### Consigna
Devuelve, tal como aparece en el pasaje seleccionado, el fragmento comprendido entre "Dentro de la" y "su confesión cristiana.", ambos incluidos.

Dentro de la fabulosa iglesia colgante de San Jorge, un puñado de jóvenes aborda a los turistas. Esta vez no quieren vender collares ni amuletos en forma de escarabajos, ni tratan de colar plátano como si fuera papiro. Sólo buscan conversación. Son estudiantes de Español, aspirantes a entrar en el negocio turístico, uno de los pocos asentados en el país y motor de la economía doméstica. Todos son coptos, de otra manera no podrían estar allí. Para entrar en la iglesia han de mostrar la cruz que tienen tatuada en la cara interna de su muñeca. El que no la lleva debe exhibir su documento de identidad para acreditar su confesión cristiana.

### Registros
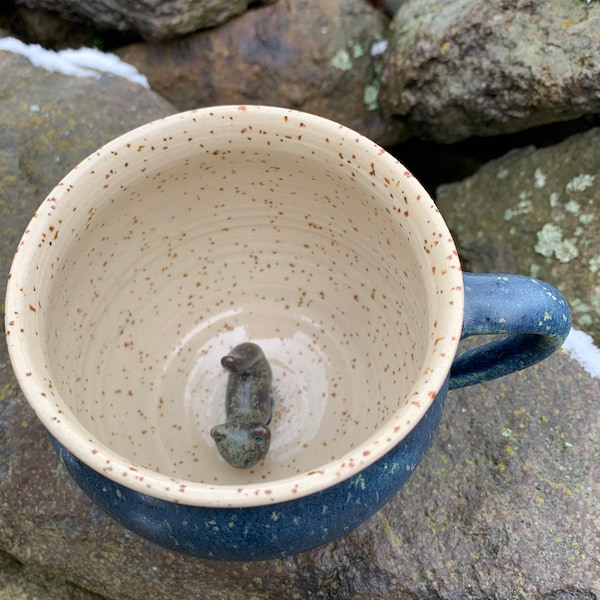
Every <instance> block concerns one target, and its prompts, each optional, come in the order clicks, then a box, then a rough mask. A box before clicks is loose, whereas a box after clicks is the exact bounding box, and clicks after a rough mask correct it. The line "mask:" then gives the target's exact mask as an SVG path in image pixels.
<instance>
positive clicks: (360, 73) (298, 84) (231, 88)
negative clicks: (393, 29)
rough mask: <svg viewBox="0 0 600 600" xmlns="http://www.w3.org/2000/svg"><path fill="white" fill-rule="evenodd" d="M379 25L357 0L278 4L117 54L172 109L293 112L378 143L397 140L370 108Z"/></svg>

---

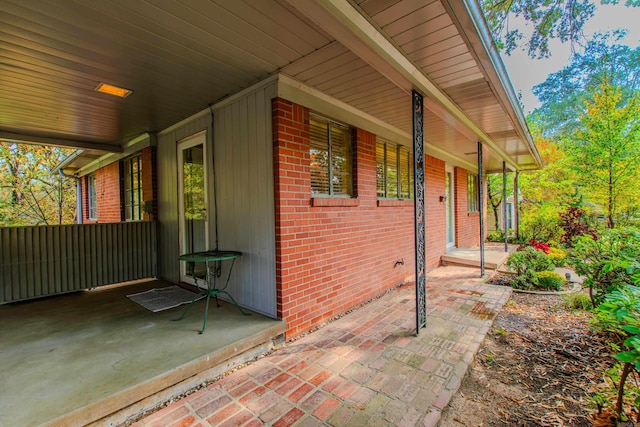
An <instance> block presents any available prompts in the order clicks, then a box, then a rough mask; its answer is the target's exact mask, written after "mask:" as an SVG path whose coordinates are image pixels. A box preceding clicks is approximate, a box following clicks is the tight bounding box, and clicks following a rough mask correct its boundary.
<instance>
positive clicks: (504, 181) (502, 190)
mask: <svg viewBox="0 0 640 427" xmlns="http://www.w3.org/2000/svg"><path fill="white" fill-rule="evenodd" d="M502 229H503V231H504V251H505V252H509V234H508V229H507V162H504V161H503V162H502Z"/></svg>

* * *

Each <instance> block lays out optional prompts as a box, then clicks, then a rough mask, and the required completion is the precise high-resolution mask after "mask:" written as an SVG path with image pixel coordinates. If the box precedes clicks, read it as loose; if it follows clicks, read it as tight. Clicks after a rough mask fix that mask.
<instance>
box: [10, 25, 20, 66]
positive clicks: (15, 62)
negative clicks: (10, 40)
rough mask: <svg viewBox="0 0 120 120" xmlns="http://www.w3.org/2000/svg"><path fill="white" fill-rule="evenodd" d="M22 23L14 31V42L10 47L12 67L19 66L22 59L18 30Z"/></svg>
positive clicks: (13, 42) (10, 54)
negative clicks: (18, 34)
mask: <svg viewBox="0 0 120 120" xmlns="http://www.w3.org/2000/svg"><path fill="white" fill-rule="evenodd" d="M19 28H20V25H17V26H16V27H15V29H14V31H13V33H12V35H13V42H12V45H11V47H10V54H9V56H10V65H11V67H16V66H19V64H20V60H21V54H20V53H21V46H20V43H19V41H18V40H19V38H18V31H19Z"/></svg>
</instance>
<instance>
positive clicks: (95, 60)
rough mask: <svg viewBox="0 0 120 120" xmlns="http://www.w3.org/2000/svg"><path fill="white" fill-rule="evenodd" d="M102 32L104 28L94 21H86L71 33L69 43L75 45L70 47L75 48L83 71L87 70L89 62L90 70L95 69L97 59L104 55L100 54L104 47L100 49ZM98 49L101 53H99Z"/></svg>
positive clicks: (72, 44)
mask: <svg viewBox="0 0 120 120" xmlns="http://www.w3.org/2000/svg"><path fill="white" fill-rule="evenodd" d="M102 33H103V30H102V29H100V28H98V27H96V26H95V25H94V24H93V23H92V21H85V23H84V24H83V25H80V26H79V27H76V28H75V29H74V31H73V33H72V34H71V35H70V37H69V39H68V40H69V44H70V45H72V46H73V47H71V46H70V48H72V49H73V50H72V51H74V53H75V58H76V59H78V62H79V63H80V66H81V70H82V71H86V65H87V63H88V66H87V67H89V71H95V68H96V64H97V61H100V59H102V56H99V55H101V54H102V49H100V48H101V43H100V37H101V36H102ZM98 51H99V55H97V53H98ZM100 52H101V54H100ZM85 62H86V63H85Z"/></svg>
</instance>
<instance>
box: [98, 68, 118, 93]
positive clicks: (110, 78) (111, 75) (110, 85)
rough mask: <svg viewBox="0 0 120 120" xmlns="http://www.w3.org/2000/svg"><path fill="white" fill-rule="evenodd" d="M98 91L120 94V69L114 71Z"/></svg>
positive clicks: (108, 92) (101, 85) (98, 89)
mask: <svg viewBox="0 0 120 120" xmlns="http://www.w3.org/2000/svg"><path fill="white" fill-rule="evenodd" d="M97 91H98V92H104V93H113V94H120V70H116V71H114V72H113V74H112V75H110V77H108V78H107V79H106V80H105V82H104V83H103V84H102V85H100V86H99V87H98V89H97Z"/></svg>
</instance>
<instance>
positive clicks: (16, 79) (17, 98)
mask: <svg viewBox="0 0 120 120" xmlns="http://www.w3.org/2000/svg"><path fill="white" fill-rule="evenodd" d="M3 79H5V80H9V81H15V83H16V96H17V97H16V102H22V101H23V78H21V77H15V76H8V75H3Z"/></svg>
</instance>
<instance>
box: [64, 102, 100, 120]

### Respuesta
Dentro de la fabulosa iglesia colgante de San Jorge, un puñado de jóvenes aborda a los turistas. Esta vez no quieren vender collares ni amuletos en forma de escarabajos, ni tratan de colar plátano como si fuera papiro. Sólo buscan conversación. Son estudiantes de Español, aspirantes a entrar en el negocio turístico, uno de los pocos asentados en el país y motor de la economía doméstica. Todos son coptos, de otra manera no podrían estar allí. Para entrar en la iglesia han de mostrar la cruz que tienen tatuada en la cara interna de su muñeca. El que no la lleva debe exhibir su documento de identidad para acreditar su confesión cristiana.